*** Opening of Data to use ***

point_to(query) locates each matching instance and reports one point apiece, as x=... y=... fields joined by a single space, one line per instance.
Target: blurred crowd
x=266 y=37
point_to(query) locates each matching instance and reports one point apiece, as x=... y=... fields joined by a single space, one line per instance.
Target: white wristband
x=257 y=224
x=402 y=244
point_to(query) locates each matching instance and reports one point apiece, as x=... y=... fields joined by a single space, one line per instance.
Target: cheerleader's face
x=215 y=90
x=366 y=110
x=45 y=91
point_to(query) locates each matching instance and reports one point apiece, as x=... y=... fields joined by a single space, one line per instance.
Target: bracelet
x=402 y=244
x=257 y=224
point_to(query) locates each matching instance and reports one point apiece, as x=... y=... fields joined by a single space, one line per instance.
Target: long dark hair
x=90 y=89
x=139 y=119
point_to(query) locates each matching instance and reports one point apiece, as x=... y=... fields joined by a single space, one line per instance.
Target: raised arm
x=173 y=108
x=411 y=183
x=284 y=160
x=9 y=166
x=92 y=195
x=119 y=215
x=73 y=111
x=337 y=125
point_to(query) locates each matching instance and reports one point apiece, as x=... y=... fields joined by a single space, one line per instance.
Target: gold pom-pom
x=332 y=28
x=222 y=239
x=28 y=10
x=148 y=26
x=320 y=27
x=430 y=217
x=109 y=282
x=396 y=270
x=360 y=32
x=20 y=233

*** Close of Data to use ***

Start copying at the line that contains "Target: long dark hair" and stop after the last line of the records, keeping every line exactly.

Target: long dark hair
x=90 y=89
x=139 y=119
point_to(query) locates each matching instance and reports one point apiece, as x=... y=... fields joined by a single space, one line per instance.
Target: raised arm
x=173 y=108
x=411 y=183
x=284 y=160
x=9 y=166
x=92 y=195
x=119 y=215
x=73 y=111
x=337 y=125
point_to(query) locates each matching instance and reports one point apiece, as x=... y=... fields joined by a single space, one line per instance.
Target: gold pom-pom
x=332 y=28
x=222 y=239
x=28 y=10
x=148 y=26
x=320 y=27
x=430 y=217
x=109 y=282
x=396 y=270
x=360 y=32
x=20 y=233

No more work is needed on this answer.